▶ **DATASET EXCERPTS**
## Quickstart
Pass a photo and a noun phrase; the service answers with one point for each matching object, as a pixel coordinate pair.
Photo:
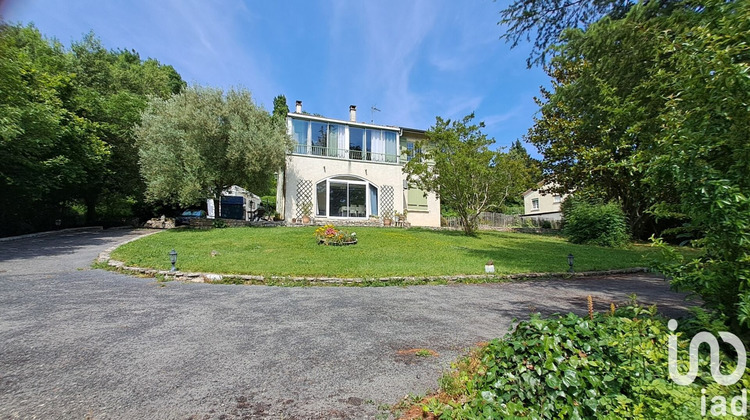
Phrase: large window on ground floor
(346, 197)
(416, 199)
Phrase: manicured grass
(380, 253)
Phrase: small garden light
(173, 259)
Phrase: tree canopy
(546, 20)
(66, 118)
(649, 109)
(457, 164)
(197, 143)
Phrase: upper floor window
(344, 141)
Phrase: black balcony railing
(303, 149)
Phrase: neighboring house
(350, 171)
(542, 206)
(236, 203)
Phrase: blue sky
(412, 59)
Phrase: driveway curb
(201, 277)
(51, 232)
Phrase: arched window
(346, 196)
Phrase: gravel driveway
(83, 343)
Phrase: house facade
(542, 206)
(350, 171)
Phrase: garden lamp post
(173, 259)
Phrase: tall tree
(49, 151)
(703, 149)
(112, 89)
(280, 108)
(546, 20)
(457, 164)
(598, 126)
(197, 143)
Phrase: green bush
(612, 365)
(595, 224)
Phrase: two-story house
(350, 171)
(542, 206)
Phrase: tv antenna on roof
(372, 113)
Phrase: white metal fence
(499, 220)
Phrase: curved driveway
(82, 343)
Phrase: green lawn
(379, 253)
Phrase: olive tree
(202, 140)
(457, 164)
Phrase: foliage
(380, 253)
(66, 127)
(457, 164)
(704, 153)
(612, 365)
(595, 224)
(329, 235)
(599, 125)
(219, 224)
(547, 19)
(201, 141)
(658, 97)
(280, 108)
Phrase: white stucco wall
(318, 168)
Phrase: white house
(236, 203)
(350, 171)
(542, 206)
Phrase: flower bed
(329, 235)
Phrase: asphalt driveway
(82, 343)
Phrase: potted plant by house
(306, 209)
(387, 217)
(489, 268)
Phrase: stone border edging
(104, 255)
(198, 277)
(51, 232)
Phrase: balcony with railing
(333, 152)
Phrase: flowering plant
(329, 235)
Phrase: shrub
(330, 235)
(612, 365)
(595, 224)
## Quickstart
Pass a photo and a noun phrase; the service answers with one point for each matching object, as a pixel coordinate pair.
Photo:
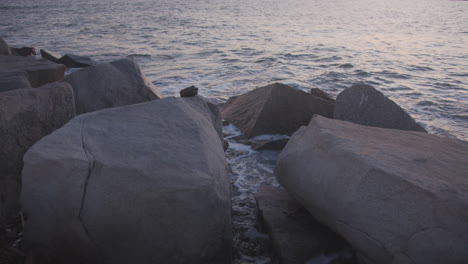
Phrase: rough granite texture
(27, 115)
(396, 196)
(297, 237)
(39, 71)
(144, 183)
(4, 48)
(112, 84)
(274, 109)
(363, 104)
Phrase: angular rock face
(13, 80)
(363, 104)
(396, 196)
(144, 183)
(45, 54)
(274, 109)
(4, 48)
(23, 51)
(39, 71)
(27, 115)
(117, 83)
(297, 237)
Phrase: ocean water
(414, 51)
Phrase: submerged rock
(24, 51)
(396, 196)
(4, 48)
(363, 104)
(274, 109)
(189, 91)
(13, 80)
(75, 61)
(112, 84)
(27, 115)
(296, 235)
(39, 71)
(49, 55)
(143, 183)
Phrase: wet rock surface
(365, 105)
(75, 61)
(274, 109)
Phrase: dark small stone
(75, 61)
(189, 91)
(24, 51)
(49, 55)
(321, 94)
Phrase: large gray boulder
(363, 104)
(4, 48)
(296, 236)
(39, 71)
(13, 80)
(112, 84)
(144, 183)
(397, 196)
(27, 115)
(274, 109)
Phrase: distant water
(414, 51)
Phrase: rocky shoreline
(97, 167)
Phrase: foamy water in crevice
(249, 169)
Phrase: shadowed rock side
(13, 80)
(48, 55)
(4, 48)
(274, 109)
(39, 71)
(363, 104)
(27, 115)
(296, 235)
(112, 84)
(145, 184)
(74, 61)
(396, 196)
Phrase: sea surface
(414, 51)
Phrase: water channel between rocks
(248, 170)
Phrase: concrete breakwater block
(297, 237)
(144, 183)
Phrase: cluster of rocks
(364, 168)
(107, 171)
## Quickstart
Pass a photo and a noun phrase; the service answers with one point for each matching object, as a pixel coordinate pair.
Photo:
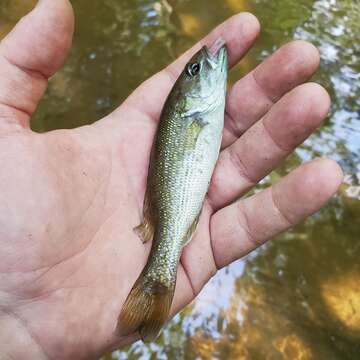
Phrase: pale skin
(70, 199)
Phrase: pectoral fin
(146, 229)
(191, 231)
(195, 128)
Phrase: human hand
(71, 198)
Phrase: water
(297, 297)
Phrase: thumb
(32, 52)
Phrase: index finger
(239, 33)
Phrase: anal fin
(145, 231)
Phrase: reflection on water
(297, 297)
(342, 296)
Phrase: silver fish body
(184, 155)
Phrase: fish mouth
(216, 54)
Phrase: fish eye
(193, 69)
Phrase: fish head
(203, 82)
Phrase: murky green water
(297, 297)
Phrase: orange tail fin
(146, 309)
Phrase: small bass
(184, 155)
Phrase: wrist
(15, 340)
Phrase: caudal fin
(145, 310)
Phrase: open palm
(71, 198)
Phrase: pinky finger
(243, 226)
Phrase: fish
(183, 157)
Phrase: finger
(267, 143)
(252, 96)
(243, 226)
(29, 55)
(239, 32)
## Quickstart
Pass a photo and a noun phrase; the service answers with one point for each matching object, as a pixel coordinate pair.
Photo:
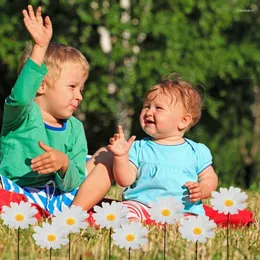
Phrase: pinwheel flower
(71, 220)
(197, 228)
(19, 215)
(166, 210)
(50, 236)
(228, 201)
(110, 215)
(130, 235)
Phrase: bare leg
(98, 181)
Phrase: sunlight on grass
(93, 244)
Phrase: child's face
(161, 117)
(64, 97)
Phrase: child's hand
(51, 161)
(195, 190)
(40, 32)
(118, 144)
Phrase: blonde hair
(57, 55)
(179, 89)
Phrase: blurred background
(132, 44)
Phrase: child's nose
(149, 112)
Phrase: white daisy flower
(130, 235)
(228, 201)
(50, 236)
(110, 215)
(166, 210)
(197, 228)
(71, 220)
(19, 215)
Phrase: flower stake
(166, 210)
(71, 220)
(130, 235)
(228, 201)
(197, 229)
(19, 216)
(110, 216)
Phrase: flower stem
(196, 250)
(69, 246)
(228, 236)
(18, 243)
(164, 242)
(109, 246)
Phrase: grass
(93, 244)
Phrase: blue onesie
(164, 169)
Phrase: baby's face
(161, 116)
(66, 94)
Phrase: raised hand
(119, 146)
(50, 161)
(41, 31)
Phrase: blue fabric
(164, 169)
(49, 197)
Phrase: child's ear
(185, 121)
(41, 90)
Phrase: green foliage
(212, 43)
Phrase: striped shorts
(48, 197)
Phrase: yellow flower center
(111, 217)
(70, 221)
(197, 231)
(130, 237)
(19, 217)
(166, 212)
(51, 237)
(229, 203)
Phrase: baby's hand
(195, 190)
(51, 161)
(40, 32)
(119, 146)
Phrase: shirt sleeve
(75, 173)
(133, 153)
(204, 157)
(18, 104)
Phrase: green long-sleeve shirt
(23, 127)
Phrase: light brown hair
(179, 89)
(56, 57)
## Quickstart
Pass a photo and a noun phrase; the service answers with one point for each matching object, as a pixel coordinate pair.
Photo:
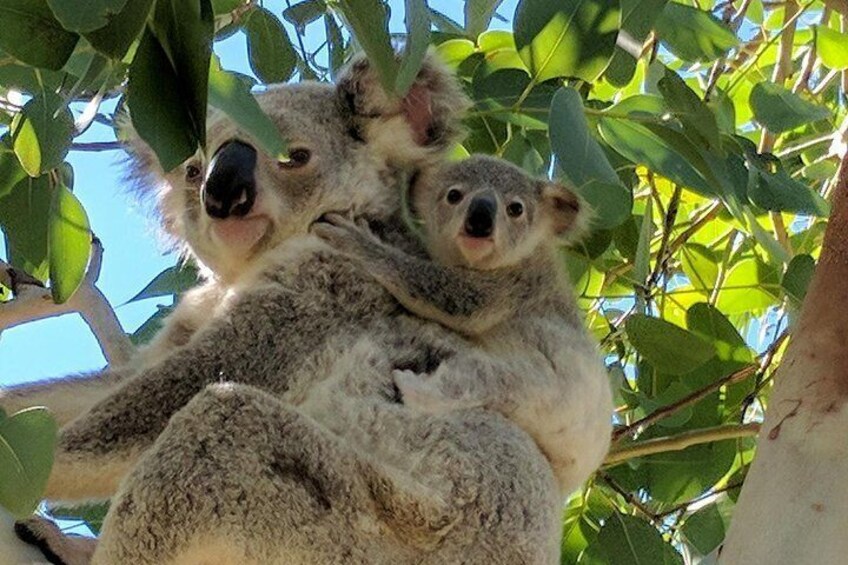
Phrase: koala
(492, 232)
(276, 433)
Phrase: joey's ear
(568, 213)
(412, 129)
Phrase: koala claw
(420, 394)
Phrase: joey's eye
(515, 209)
(297, 158)
(192, 173)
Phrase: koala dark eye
(193, 173)
(297, 158)
(515, 209)
(454, 196)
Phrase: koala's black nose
(230, 189)
(480, 218)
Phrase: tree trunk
(794, 506)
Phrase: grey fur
(274, 434)
(533, 355)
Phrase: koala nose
(230, 189)
(480, 218)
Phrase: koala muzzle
(230, 187)
(480, 217)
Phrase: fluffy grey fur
(533, 359)
(276, 434)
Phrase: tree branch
(34, 302)
(688, 400)
(618, 455)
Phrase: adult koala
(274, 434)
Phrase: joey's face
(234, 202)
(484, 213)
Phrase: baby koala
(492, 234)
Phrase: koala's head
(486, 213)
(351, 147)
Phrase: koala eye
(297, 159)
(515, 209)
(193, 173)
(454, 196)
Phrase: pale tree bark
(793, 508)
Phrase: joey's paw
(56, 546)
(421, 394)
(346, 235)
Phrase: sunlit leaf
(780, 110)
(27, 440)
(567, 38)
(30, 32)
(68, 244)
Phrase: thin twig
(34, 302)
(666, 411)
(618, 455)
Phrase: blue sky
(134, 252)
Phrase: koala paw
(344, 234)
(56, 546)
(421, 394)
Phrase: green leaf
(27, 441)
(832, 47)
(700, 264)
(304, 13)
(173, 280)
(184, 29)
(233, 97)
(11, 172)
(659, 148)
(798, 275)
(707, 321)
(627, 540)
(85, 15)
(478, 14)
(269, 49)
(566, 38)
(115, 39)
(156, 107)
(699, 123)
(781, 110)
(669, 348)
(23, 215)
(693, 34)
(749, 286)
(706, 528)
(68, 244)
(369, 23)
(455, 51)
(584, 163)
(41, 141)
(417, 20)
(779, 192)
(33, 35)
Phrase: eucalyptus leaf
(566, 38)
(68, 244)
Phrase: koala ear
(409, 130)
(568, 213)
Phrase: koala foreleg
(467, 301)
(240, 477)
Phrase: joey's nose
(480, 218)
(230, 189)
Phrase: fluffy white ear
(412, 130)
(569, 214)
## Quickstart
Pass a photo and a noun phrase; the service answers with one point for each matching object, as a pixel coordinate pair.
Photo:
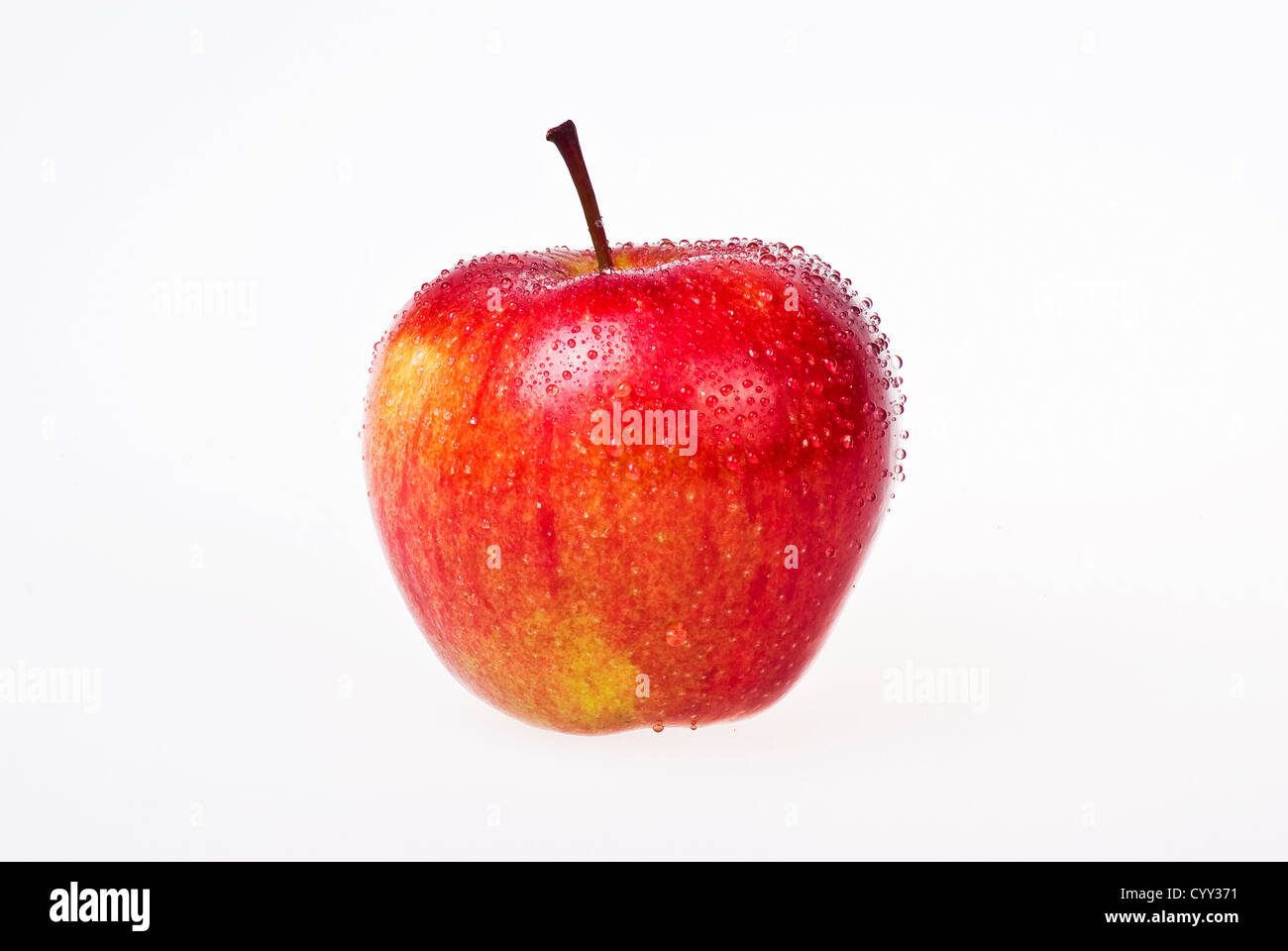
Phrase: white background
(1070, 219)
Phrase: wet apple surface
(630, 486)
(596, 585)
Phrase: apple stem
(566, 141)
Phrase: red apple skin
(595, 587)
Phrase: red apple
(589, 570)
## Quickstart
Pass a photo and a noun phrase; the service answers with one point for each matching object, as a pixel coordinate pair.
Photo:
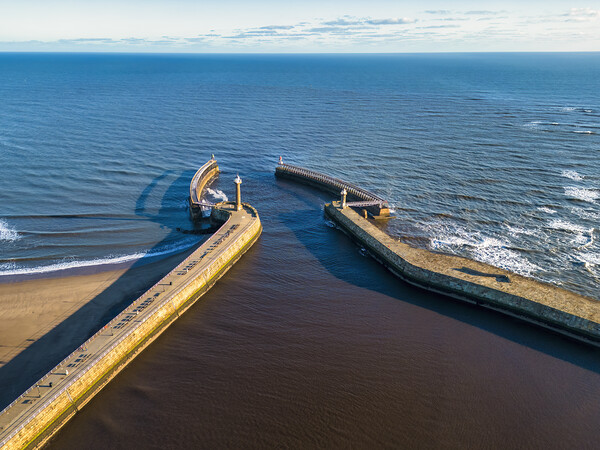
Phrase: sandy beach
(43, 320)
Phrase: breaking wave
(495, 251)
(572, 175)
(583, 194)
(7, 233)
(10, 268)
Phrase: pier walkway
(44, 407)
(543, 304)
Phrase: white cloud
(583, 14)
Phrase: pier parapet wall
(33, 417)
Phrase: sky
(307, 26)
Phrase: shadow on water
(31, 364)
(350, 266)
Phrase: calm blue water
(490, 156)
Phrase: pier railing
(62, 366)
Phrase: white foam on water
(533, 124)
(584, 194)
(217, 194)
(559, 224)
(13, 269)
(516, 231)
(586, 213)
(490, 250)
(591, 262)
(584, 237)
(7, 233)
(571, 174)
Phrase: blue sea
(307, 343)
(489, 156)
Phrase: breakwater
(33, 417)
(368, 201)
(461, 278)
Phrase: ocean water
(487, 156)
(307, 342)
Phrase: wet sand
(43, 320)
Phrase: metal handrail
(85, 369)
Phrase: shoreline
(43, 318)
(93, 269)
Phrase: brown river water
(306, 343)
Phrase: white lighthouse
(238, 193)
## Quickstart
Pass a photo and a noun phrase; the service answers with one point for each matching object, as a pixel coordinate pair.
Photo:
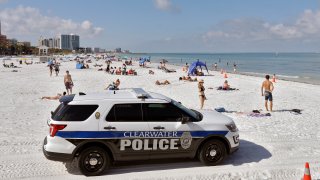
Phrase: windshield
(187, 110)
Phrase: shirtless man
(268, 88)
(57, 97)
(68, 82)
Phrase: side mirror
(185, 120)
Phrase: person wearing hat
(201, 93)
(226, 86)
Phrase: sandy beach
(274, 147)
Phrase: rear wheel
(93, 161)
(212, 152)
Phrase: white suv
(95, 129)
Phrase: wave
(277, 75)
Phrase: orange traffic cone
(225, 75)
(307, 175)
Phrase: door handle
(109, 127)
(158, 127)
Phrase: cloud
(166, 5)
(307, 26)
(29, 21)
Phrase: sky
(190, 26)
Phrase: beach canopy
(79, 66)
(142, 60)
(194, 65)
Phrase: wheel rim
(213, 153)
(93, 161)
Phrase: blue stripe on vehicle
(121, 134)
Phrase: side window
(74, 112)
(161, 112)
(125, 113)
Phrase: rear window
(73, 112)
(125, 113)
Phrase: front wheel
(212, 152)
(93, 161)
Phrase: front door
(123, 128)
(174, 138)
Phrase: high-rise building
(70, 42)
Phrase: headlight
(232, 127)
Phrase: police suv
(93, 130)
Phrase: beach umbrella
(164, 61)
(194, 66)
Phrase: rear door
(173, 138)
(123, 129)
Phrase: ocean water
(301, 67)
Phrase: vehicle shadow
(248, 152)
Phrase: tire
(93, 161)
(212, 152)
(72, 167)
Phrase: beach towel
(259, 115)
(220, 109)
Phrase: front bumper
(62, 157)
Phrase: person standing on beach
(56, 68)
(201, 93)
(68, 82)
(51, 69)
(267, 86)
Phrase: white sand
(273, 147)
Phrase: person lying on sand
(188, 78)
(114, 86)
(57, 97)
(166, 82)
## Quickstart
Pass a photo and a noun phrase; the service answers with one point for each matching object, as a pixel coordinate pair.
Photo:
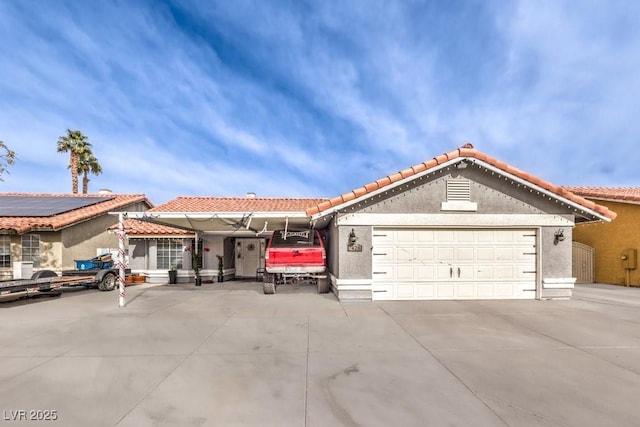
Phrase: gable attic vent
(458, 190)
(459, 196)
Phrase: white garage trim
(454, 220)
(454, 263)
(558, 282)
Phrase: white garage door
(453, 264)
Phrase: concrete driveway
(227, 355)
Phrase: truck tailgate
(295, 257)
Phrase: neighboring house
(462, 225)
(51, 231)
(609, 242)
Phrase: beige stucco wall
(610, 239)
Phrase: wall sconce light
(352, 244)
(352, 237)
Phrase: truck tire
(323, 285)
(43, 274)
(269, 284)
(108, 282)
(269, 288)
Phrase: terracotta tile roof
(466, 151)
(25, 224)
(618, 194)
(236, 204)
(134, 227)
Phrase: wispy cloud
(316, 98)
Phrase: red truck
(295, 256)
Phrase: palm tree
(74, 143)
(88, 163)
(7, 157)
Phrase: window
(458, 190)
(5, 251)
(31, 249)
(169, 254)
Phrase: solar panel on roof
(46, 205)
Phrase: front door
(249, 256)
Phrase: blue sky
(315, 98)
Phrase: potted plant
(220, 268)
(173, 275)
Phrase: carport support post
(121, 266)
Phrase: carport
(231, 233)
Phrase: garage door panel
(465, 236)
(425, 290)
(444, 272)
(425, 273)
(425, 255)
(465, 254)
(486, 290)
(445, 236)
(425, 236)
(454, 264)
(486, 254)
(505, 254)
(484, 272)
(384, 254)
(383, 273)
(405, 254)
(466, 290)
(445, 291)
(405, 236)
(404, 273)
(445, 254)
(405, 291)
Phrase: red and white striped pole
(121, 266)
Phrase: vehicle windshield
(294, 238)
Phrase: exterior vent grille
(458, 190)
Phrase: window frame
(29, 250)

▶ **WHAT THE TASK REQUIRES**
Transcribe exactly the lines from the one holding "Phrase: person lying on sand" through the final line of the material above, both ends included; any pictures should be dropped.

▶ **TASK RESULT**
Phrase: person lying on sand
(188, 78)
(114, 86)
(57, 97)
(166, 82)
## Quickstart
Pass a photo and a noun phrase; the service answers with one point for each matching object, as a pixel coordinate pair.
Photo:
Phrase: gable attic vent
(458, 190)
(459, 196)
Phrase: white garage trim
(454, 220)
(454, 263)
(558, 282)
Phrase: white garage door
(453, 264)
Phrase: concrete driveway
(227, 355)
Phrase: truck tailgate
(295, 257)
Phrase: neighboring house
(462, 225)
(51, 231)
(609, 242)
Phrase: beige stucco wall
(610, 239)
Phrase: wall sconce light
(352, 244)
(352, 237)
Phrase: truck tire
(323, 285)
(43, 274)
(269, 284)
(108, 282)
(269, 288)
Phrase: terracotta tile roof
(466, 151)
(25, 224)
(618, 194)
(236, 204)
(134, 227)
Phrase: wispy cloud
(316, 98)
Phrase: red truck
(295, 256)
Phrase: palm tree
(74, 143)
(88, 163)
(7, 157)
Phrase: window
(458, 190)
(5, 251)
(31, 249)
(169, 254)
Phrase: solar panel on roof
(46, 205)
Phrase: front door
(249, 256)
Phrase: blue sky
(315, 98)
Phrase: potted plant
(220, 268)
(173, 275)
Phrase: carport support post
(121, 266)
Phrase: carport
(231, 233)
Phrase: garage door panel
(465, 236)
(425, 290)
(444, 272)
(425, 273)
(425, 255)
(465, 254)
(486, 290)
(445, 236)
(425, 236)
(454, 264)
(486, 254)
(505, 254)
(484, 272)
(384, 254)
(383, 273)
(405, 254)
(466, 290)
(445, 291)
(405, 236)
(404, 273)
(445, 254)
(405, 291)
Phrase: red and white striped pole
(121, 266)
Phrase: vehicle windshield
(294, 238)
Phrase: exterior vent grille
(458, 190)
Phrase: window frame
(29, 250)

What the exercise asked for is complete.